(Exercise details): Return only that part of the material below which starts with the line containing "positive clicks: (431, 128)" and goes on through the line containing "positive clicks: (25, 182) (23, 166)", restated exactly.

BEGIN

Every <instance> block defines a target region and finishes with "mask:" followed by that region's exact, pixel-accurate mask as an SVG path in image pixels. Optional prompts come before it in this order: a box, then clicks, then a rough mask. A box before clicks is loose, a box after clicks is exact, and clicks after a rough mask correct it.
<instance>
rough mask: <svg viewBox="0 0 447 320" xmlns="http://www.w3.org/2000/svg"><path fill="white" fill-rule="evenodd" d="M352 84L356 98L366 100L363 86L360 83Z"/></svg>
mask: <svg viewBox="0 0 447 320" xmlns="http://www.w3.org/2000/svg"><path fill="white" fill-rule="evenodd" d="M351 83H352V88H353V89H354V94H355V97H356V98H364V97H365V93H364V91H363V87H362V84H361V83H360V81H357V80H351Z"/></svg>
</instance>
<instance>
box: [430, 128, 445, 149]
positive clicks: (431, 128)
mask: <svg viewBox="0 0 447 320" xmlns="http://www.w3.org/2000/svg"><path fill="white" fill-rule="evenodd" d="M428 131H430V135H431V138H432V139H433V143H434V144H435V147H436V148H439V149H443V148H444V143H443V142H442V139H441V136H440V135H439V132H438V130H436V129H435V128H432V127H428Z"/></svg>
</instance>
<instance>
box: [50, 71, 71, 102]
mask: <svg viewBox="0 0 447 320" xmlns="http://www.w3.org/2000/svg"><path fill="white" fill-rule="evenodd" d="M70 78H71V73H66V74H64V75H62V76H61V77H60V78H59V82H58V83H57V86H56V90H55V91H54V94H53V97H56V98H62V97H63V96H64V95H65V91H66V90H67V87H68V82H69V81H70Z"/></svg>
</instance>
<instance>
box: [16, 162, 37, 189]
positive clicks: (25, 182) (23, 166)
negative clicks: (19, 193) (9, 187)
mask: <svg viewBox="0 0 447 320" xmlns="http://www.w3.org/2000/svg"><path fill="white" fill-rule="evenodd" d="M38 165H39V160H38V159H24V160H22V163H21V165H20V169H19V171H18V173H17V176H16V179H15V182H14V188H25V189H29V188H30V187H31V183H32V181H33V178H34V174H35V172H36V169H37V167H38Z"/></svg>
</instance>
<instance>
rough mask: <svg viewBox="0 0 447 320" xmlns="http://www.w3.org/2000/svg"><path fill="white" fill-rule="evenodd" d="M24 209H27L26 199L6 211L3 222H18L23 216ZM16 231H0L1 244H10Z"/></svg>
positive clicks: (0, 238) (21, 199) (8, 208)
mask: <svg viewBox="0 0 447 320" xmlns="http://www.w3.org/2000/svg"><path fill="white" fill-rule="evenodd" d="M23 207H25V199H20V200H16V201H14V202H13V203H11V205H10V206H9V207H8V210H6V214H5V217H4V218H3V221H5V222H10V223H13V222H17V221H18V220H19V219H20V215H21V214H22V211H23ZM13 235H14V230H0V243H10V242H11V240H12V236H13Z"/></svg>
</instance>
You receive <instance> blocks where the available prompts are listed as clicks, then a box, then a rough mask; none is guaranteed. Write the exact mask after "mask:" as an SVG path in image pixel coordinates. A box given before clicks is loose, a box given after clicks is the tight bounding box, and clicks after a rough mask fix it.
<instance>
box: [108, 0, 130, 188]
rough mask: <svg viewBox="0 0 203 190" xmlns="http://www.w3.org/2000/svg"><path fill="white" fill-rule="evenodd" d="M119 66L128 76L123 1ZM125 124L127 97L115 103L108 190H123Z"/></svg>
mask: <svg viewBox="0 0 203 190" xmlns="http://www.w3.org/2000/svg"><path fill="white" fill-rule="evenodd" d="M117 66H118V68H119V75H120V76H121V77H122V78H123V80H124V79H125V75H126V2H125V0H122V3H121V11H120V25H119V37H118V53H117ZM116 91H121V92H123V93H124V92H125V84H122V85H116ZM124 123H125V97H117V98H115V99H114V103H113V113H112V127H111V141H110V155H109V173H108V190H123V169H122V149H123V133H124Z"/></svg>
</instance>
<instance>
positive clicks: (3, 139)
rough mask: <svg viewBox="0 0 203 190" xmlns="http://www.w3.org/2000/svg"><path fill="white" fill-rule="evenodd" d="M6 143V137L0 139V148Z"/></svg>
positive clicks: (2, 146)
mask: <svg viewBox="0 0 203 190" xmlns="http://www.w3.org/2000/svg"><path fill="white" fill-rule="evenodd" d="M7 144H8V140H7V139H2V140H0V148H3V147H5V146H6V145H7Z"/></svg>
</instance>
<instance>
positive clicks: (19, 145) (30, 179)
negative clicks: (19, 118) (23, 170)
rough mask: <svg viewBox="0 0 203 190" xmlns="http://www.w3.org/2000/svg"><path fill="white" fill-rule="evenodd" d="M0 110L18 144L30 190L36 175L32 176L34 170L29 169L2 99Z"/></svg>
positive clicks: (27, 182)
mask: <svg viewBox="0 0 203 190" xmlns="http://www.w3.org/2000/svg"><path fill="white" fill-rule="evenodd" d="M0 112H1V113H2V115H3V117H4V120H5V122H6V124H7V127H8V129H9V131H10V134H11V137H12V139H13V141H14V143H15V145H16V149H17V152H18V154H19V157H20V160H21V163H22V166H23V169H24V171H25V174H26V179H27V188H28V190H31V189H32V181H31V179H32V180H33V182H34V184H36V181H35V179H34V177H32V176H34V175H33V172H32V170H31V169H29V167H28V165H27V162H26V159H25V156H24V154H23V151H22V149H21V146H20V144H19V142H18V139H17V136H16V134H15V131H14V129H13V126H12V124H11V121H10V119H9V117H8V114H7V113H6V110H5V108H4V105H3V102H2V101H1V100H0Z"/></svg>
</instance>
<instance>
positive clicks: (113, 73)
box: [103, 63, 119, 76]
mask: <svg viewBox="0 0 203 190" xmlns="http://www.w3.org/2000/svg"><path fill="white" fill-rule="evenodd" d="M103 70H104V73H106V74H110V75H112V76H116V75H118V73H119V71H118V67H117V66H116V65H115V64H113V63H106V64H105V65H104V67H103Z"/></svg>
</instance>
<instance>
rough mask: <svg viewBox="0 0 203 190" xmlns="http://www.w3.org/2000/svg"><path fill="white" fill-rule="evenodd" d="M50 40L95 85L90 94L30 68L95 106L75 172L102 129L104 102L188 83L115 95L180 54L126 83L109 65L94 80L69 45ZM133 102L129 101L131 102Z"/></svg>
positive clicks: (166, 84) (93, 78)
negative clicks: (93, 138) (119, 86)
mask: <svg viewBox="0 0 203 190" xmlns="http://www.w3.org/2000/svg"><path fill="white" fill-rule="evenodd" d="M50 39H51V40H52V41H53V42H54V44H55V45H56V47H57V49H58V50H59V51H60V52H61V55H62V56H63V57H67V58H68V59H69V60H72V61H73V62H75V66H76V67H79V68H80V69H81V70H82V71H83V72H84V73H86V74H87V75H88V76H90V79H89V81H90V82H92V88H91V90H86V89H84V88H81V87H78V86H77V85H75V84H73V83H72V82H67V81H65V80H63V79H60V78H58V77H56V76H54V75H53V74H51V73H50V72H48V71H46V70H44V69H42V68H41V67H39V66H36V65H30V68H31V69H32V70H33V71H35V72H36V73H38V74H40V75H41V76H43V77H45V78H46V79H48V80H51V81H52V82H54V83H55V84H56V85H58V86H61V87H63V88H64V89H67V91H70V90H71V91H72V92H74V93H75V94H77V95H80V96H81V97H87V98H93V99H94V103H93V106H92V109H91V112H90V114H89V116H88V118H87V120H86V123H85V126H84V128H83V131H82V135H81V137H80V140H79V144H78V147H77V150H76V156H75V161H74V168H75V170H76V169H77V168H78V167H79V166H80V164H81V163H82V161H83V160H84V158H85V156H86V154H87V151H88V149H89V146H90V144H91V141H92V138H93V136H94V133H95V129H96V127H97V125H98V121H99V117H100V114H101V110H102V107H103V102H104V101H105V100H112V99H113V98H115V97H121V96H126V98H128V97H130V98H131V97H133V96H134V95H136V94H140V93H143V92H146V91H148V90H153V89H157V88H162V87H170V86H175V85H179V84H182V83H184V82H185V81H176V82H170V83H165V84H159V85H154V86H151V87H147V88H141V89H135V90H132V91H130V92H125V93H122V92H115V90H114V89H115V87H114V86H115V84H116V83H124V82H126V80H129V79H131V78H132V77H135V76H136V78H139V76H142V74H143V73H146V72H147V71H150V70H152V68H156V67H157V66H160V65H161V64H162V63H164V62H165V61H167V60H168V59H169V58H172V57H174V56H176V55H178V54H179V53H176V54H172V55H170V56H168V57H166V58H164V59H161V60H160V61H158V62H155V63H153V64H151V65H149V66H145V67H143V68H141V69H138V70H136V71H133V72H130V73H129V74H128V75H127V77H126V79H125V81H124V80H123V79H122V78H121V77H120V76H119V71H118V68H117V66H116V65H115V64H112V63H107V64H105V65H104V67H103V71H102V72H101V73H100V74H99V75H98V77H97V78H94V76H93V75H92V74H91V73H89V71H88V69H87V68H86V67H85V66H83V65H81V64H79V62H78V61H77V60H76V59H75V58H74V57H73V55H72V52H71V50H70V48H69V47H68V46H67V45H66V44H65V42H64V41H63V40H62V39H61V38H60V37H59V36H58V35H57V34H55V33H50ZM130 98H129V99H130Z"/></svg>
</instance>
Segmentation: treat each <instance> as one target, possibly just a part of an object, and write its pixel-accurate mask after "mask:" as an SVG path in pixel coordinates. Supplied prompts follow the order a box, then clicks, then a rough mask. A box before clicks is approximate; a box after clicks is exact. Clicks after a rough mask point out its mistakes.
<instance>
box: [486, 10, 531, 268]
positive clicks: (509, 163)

END

(Solution to the problem):
positive clicks: (431, 128)
mask: <svg viewBox="0 0 447 320" xmlns="http://www.w3.org/2000/svg"><path fill="white" fill-rule="evenodd" d="M428 131H430V135H431V138H432V139H433V143H434V144H435V147H436V148H439V149H443V148H444V143H443V142H442V139H441V136H440V135H439V132H438V130H436V129H435V128H432V127H428Z"/></svg>
</instance>
<instance>
box: [50, 71, 71, 102]
mask: <svg viewBox="0 0 447 320" xmlns="http://www.w3.org/2000/svg"><path fill="white" fill-rule="evenodd" d="M70 78H71V73H66V74H64V75H62V76H61V77H60V78H59V82H58V83H57V86H56V90H55V91H54V94H53V97H56V98H62V97H63V96H64V95H65V91H66V90H67V87H68V82H69V81H70Z"/></svg>
</instance>
<instance>
box: [16, 162, 37, 189]
positive clicks: (25, 182) (23, 166)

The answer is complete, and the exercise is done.